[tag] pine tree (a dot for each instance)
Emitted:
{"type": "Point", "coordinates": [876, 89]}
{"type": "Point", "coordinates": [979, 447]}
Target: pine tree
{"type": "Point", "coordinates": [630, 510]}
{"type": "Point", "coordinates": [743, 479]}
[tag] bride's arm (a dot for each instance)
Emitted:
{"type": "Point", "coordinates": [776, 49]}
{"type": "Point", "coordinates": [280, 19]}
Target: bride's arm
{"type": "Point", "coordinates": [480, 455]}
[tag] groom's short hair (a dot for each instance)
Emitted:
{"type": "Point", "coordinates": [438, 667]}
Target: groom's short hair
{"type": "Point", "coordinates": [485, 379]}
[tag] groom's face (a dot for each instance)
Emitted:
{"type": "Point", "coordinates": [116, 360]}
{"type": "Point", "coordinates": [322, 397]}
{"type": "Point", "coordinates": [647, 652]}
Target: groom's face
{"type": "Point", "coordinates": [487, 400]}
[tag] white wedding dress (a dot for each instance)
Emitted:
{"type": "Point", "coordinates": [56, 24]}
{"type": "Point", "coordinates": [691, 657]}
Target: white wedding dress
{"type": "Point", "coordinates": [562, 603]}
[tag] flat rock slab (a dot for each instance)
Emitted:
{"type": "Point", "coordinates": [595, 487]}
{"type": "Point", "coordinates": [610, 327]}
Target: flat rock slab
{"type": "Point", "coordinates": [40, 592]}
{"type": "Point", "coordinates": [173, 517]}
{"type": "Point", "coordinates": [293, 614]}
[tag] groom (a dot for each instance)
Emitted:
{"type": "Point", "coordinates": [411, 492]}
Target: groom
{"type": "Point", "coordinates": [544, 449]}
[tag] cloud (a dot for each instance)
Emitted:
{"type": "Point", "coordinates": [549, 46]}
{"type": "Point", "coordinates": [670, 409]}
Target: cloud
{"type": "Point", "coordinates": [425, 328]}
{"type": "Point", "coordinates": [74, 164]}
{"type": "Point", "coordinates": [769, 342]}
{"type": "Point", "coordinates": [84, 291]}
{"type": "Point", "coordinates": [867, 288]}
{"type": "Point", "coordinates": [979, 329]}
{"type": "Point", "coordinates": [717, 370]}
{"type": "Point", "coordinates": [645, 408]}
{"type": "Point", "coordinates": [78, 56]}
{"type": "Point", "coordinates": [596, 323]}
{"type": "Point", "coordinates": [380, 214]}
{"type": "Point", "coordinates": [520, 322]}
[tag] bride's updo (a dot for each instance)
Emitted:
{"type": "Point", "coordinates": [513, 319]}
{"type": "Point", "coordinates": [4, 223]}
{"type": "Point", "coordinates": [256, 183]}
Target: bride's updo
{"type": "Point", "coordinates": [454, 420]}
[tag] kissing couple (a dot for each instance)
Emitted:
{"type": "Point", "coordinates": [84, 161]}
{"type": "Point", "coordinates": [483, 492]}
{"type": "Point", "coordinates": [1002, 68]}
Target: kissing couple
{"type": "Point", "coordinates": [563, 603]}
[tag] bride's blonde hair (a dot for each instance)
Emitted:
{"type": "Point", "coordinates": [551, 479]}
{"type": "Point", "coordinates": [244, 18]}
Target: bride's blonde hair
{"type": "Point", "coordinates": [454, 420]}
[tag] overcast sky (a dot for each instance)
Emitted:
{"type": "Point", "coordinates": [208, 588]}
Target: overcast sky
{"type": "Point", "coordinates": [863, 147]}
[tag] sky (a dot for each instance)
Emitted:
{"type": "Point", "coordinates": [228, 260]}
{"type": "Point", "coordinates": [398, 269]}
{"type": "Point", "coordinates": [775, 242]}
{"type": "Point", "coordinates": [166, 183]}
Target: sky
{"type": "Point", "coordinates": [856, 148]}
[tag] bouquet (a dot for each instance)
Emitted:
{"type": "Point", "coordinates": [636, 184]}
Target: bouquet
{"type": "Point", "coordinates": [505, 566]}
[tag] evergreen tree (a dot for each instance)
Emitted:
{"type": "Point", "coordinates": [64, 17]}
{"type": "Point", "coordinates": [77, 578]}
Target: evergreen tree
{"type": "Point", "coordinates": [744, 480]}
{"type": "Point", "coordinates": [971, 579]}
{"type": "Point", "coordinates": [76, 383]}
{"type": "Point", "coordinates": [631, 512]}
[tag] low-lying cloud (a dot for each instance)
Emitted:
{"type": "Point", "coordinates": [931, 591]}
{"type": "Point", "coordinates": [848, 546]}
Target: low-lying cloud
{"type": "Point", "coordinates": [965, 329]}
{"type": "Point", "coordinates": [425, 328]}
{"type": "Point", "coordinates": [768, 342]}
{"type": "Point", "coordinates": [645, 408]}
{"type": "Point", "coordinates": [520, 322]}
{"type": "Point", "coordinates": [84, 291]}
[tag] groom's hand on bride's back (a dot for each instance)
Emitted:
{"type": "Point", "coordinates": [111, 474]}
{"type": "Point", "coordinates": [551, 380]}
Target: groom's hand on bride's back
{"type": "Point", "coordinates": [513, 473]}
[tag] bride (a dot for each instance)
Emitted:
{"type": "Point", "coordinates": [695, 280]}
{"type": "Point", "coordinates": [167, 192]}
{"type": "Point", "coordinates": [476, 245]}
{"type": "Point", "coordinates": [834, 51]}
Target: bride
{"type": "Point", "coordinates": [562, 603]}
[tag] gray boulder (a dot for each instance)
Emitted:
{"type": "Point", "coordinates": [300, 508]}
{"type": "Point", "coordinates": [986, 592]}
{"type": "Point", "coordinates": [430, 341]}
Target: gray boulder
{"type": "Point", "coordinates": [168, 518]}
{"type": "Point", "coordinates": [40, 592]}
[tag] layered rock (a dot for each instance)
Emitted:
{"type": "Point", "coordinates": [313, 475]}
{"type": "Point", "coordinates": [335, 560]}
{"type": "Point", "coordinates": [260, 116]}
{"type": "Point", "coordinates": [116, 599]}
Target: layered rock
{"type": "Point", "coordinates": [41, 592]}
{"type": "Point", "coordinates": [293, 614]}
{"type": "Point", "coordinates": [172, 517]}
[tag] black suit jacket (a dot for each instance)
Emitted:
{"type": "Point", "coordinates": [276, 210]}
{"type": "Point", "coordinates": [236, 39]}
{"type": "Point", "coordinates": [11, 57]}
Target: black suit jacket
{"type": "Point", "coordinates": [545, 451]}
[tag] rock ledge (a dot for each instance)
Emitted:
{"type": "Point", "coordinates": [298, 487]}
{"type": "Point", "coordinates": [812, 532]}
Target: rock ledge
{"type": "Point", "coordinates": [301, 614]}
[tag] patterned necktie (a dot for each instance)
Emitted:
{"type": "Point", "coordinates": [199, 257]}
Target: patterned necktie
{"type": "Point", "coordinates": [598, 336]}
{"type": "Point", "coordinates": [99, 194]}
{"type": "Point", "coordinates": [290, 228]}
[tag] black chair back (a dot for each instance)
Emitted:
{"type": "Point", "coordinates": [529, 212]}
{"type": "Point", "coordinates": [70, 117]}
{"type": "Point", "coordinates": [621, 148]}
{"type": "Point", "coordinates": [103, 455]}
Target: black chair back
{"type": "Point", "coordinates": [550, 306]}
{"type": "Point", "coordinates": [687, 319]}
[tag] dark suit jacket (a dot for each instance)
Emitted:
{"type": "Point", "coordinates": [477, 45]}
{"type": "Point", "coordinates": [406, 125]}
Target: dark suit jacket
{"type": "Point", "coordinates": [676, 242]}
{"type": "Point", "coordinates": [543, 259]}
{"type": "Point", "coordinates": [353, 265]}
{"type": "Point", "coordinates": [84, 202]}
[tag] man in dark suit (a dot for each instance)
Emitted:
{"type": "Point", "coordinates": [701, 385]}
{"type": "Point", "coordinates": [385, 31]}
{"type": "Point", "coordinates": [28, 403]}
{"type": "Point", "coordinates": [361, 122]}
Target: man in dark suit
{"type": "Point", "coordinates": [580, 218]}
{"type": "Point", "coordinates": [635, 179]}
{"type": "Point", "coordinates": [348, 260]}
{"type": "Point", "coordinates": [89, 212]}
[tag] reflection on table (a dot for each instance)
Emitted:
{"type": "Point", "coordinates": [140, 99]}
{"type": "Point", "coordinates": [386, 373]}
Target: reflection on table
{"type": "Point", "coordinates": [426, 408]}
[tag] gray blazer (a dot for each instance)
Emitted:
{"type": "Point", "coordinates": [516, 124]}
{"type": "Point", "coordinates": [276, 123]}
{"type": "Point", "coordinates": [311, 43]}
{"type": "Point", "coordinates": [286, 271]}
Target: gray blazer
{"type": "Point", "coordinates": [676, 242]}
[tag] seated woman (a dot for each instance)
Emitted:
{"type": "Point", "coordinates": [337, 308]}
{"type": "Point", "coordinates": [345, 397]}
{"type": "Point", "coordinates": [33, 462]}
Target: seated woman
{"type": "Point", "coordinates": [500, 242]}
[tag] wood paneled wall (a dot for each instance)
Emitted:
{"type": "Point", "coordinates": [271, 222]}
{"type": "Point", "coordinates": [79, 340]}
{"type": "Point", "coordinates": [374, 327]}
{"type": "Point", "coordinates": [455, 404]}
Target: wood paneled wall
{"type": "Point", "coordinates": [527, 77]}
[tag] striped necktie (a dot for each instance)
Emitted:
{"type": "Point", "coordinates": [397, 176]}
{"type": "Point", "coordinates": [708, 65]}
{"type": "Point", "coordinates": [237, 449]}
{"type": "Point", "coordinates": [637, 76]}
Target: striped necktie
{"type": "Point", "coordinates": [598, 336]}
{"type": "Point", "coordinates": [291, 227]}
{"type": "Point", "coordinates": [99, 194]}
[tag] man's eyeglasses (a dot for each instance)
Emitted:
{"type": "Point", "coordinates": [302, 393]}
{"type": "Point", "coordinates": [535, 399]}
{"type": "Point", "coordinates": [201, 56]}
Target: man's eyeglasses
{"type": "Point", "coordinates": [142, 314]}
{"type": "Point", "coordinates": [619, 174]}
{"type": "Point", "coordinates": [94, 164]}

-------

**Problem requirements**:
Restate word for word the lines from the line containing "[tag] reflection on" through the last line of the listing, inclusive, and nothing beyond them.

**Answer to this exercise**:
[tag] reflection on table (a dot for each instance)
Emitted:
{"type": "Point", "coordinates": [140, 99]}
{"type": "Point", "coordinates": [386, 373]}
Target: reflection on table
{"type": "Point", "coordinates": [426, 408]}
[tag] gray blazer (a dot for each instance)
Emitted:
{"type": "Point", "coordinates": [516, 124]}
{"type": "Point", "coordinates": [276, 123]}
{"type": "Point", "coordinates": [311, 43]}
{"type": "Point", "coordinates": [286, 271]}
Target: gray blazer
{"type": "Point", "coordinates": [676, 242]}
[tag] seated woman (a dot for each instance)
Emitted:
{"type": "Point", "coordinates": [337, 308]}
{"type": "Point", "coordinates": [345, 397]}
{"type": "Point", "coordinates": [33, 462]}
Target: seated woman
{"type": "Point", "coordinates": [500, 242]}
[tag] wood paneled wall (a dot for each instance)
Emitted:
{"type": "Point", "coordinates": [271, 222]}
{"type": "Point", "coordinates": [79, 340]}
{"type": "Point", "coordinates": [374, 327]}
{"type": "Point", "coordinates": [455, 404]}
Target: wood paneled wall
{"type": "Point", "coordinates": [527, 77]}
[tag] striped necktie (a dot for each instance)
Emitted:
{"type": "Point", "coordinates": [397, 176]}
{"type": "Point", "coordinates": [708, 65]}
{"type": "Point", "coordinates": [237, 449]}
{"type": "Point", "coordinates": [637, 76]}
Target: striped necktie
{"type": "Point", "coordinates": [598, 336]}
{"type": "Point", "coordinates": [291, 227]}
{"type": "Point", "coordinates": [99, 194]}
[tag] man's eyeglasses (a dot for each instance)
Emitted:
{"type": "Point", "coordinates": [302, 393]}
{"type": "Point", "coordinates": [535, 399]}
{"type": "Point", "coordinates": [201, 56]}
Target: man's eyeglasses
{"type": "Point", "coordinates": [142, 314]}
{"type": "Point", "coordinates": [619, 174]}
{"type": "Point", "coordinates": [94, 164]}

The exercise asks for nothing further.